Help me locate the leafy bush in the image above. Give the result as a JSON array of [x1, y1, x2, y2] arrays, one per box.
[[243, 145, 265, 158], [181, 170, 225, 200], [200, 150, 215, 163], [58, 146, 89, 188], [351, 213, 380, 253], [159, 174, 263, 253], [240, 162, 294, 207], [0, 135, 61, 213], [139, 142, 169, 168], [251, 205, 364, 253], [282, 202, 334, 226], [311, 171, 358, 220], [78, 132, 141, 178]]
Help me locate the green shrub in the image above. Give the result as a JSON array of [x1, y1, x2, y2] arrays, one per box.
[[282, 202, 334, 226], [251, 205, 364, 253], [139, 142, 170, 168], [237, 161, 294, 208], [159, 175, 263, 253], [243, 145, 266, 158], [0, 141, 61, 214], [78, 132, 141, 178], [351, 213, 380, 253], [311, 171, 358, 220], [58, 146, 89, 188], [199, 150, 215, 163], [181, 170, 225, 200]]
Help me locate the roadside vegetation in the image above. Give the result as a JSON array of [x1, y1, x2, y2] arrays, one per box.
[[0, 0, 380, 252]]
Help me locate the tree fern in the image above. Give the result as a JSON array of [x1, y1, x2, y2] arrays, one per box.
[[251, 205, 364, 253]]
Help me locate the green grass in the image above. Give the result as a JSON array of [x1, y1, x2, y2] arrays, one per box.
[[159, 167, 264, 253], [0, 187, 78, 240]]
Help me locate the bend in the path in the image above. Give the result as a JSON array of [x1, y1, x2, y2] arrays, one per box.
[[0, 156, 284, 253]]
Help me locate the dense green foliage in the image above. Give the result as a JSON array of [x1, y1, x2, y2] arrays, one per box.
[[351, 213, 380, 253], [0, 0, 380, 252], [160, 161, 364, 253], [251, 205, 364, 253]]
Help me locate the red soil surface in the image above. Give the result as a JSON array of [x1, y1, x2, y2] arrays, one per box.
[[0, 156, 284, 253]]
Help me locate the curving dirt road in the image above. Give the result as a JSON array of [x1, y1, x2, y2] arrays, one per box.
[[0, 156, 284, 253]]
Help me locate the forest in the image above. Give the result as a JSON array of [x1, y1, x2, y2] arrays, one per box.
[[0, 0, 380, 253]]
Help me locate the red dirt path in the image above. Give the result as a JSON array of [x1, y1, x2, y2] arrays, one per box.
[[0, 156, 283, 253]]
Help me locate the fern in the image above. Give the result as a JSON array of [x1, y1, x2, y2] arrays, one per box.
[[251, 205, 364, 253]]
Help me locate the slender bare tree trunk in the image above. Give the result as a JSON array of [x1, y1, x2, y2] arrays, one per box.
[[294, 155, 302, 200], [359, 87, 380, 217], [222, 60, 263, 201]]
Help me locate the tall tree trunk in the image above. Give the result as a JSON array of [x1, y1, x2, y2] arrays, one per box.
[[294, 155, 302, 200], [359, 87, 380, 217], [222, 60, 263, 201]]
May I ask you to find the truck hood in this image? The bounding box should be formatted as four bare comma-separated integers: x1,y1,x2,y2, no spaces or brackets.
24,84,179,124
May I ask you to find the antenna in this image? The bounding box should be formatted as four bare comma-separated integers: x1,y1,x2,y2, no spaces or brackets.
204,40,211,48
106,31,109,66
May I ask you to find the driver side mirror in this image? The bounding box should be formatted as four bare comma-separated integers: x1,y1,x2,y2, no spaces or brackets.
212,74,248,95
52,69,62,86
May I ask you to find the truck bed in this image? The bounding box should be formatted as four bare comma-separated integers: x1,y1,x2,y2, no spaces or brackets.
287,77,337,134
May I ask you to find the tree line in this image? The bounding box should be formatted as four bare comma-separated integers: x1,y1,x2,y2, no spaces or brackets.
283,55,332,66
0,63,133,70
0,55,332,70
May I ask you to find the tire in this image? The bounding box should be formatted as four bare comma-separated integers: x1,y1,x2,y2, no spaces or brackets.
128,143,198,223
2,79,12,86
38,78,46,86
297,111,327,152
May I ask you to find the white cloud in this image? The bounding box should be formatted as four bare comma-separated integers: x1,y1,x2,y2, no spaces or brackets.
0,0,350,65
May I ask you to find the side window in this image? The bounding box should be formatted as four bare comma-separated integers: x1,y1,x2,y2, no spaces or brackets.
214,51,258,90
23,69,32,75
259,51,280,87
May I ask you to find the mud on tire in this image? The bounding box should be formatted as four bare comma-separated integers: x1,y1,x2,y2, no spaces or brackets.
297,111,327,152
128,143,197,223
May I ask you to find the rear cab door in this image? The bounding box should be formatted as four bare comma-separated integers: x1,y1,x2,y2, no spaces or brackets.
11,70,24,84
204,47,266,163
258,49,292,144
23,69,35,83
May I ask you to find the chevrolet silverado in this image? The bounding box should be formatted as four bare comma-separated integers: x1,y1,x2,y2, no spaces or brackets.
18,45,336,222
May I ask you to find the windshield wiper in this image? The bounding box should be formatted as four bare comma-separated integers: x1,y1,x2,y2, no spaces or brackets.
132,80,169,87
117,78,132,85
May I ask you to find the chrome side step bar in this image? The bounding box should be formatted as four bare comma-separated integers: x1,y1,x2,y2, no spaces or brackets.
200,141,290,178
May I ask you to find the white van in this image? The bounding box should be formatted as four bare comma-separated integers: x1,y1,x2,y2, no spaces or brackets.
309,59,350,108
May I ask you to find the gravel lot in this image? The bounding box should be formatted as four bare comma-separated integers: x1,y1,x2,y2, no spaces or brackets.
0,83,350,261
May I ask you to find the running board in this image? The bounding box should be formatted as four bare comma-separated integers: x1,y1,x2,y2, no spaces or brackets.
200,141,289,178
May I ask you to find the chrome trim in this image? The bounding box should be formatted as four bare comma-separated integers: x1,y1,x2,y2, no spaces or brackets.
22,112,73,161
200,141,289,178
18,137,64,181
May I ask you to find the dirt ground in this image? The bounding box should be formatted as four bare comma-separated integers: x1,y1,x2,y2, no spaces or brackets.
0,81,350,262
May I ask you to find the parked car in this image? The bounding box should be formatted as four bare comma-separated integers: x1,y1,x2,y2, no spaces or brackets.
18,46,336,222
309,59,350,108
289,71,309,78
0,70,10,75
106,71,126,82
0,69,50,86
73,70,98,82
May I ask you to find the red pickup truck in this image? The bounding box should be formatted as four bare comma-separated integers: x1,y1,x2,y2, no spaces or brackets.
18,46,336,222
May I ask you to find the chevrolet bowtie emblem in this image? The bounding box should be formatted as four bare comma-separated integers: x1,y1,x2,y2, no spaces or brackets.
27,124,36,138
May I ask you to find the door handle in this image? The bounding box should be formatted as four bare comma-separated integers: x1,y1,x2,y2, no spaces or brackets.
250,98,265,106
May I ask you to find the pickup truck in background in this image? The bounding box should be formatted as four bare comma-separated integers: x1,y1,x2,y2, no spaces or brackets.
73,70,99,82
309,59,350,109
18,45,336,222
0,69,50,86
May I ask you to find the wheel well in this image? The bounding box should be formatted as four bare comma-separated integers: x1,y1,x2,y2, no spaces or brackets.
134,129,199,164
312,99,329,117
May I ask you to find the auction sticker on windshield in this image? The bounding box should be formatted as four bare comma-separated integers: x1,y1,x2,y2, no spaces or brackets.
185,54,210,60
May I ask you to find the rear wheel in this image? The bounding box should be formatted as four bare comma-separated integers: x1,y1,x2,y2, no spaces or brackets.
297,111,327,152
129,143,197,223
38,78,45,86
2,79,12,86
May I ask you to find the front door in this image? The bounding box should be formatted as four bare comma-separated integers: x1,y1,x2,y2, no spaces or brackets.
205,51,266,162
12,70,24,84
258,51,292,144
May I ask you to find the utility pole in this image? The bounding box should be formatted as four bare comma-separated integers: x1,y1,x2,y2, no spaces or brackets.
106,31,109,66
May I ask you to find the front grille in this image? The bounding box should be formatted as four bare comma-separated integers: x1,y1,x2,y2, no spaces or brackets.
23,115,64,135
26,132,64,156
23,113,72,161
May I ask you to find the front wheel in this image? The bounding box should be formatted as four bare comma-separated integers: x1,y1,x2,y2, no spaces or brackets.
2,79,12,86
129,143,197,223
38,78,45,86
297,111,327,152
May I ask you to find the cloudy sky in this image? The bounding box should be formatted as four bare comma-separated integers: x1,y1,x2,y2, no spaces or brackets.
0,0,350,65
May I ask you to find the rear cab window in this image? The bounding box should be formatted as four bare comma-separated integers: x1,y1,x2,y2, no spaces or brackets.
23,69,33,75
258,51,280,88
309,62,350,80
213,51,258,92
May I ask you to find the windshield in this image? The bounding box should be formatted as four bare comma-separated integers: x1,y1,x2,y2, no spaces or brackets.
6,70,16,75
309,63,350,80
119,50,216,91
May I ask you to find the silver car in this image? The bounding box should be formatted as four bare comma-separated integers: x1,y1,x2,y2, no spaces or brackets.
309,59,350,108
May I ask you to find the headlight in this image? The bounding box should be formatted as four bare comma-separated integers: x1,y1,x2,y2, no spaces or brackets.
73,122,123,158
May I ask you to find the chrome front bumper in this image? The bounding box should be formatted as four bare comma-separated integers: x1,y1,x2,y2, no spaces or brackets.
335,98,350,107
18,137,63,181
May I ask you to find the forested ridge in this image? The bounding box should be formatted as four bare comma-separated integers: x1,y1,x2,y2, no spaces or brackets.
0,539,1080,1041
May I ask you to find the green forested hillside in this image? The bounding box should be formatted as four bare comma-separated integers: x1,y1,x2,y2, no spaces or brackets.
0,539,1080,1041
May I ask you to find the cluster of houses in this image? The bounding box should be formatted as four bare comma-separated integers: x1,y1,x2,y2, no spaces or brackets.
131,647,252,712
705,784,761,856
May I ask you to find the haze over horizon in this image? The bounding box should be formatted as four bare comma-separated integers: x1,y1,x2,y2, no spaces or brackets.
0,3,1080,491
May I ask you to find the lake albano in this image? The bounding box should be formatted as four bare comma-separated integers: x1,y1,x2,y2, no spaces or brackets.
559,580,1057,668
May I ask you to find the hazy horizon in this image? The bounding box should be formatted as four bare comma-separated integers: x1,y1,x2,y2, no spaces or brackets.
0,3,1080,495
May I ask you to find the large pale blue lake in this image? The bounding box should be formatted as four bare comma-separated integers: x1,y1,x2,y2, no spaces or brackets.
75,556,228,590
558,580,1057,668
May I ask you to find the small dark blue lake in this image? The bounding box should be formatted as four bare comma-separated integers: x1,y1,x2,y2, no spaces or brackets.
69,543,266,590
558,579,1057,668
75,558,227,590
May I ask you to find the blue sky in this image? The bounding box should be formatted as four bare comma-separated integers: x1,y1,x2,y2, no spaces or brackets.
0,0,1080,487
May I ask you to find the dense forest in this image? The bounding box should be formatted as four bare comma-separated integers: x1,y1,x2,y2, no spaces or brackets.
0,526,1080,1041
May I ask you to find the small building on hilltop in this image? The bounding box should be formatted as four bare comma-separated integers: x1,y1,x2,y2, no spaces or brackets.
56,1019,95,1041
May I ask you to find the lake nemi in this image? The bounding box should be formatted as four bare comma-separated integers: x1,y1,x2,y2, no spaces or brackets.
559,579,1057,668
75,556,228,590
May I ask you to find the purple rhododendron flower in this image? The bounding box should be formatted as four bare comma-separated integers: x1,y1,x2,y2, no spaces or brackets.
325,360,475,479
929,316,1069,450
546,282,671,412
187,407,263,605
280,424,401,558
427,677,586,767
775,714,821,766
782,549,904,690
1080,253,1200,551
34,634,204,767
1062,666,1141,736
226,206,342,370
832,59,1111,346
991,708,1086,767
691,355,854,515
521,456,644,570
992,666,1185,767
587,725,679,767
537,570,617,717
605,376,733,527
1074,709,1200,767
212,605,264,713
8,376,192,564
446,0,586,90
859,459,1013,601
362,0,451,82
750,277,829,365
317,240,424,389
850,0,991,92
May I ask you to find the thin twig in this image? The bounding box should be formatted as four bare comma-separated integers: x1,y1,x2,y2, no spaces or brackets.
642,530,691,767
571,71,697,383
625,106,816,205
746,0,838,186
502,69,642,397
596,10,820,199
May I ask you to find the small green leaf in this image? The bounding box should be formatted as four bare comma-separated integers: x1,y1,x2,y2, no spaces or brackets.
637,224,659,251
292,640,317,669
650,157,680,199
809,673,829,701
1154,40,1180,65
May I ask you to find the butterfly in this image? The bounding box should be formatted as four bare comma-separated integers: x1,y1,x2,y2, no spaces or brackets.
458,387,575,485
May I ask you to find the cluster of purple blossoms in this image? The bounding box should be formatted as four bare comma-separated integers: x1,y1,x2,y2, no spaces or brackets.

▸ **DIRECTIONS FOR THIS TASK**: Show every line above that contains the word "white", copying each one in full.

▸ **TASK RESPONSE**:
May I ask you to find the white cloud in this image? The bounding box should be formatted as four bare comma-separated integers: x1,y1,x2,y2, no spaces or brackets.
May I ask you to find the white van in this image? The bounding box should be formatted as four bare comma-separated integers: x1,y1,x2,y2, no spaces or brackets.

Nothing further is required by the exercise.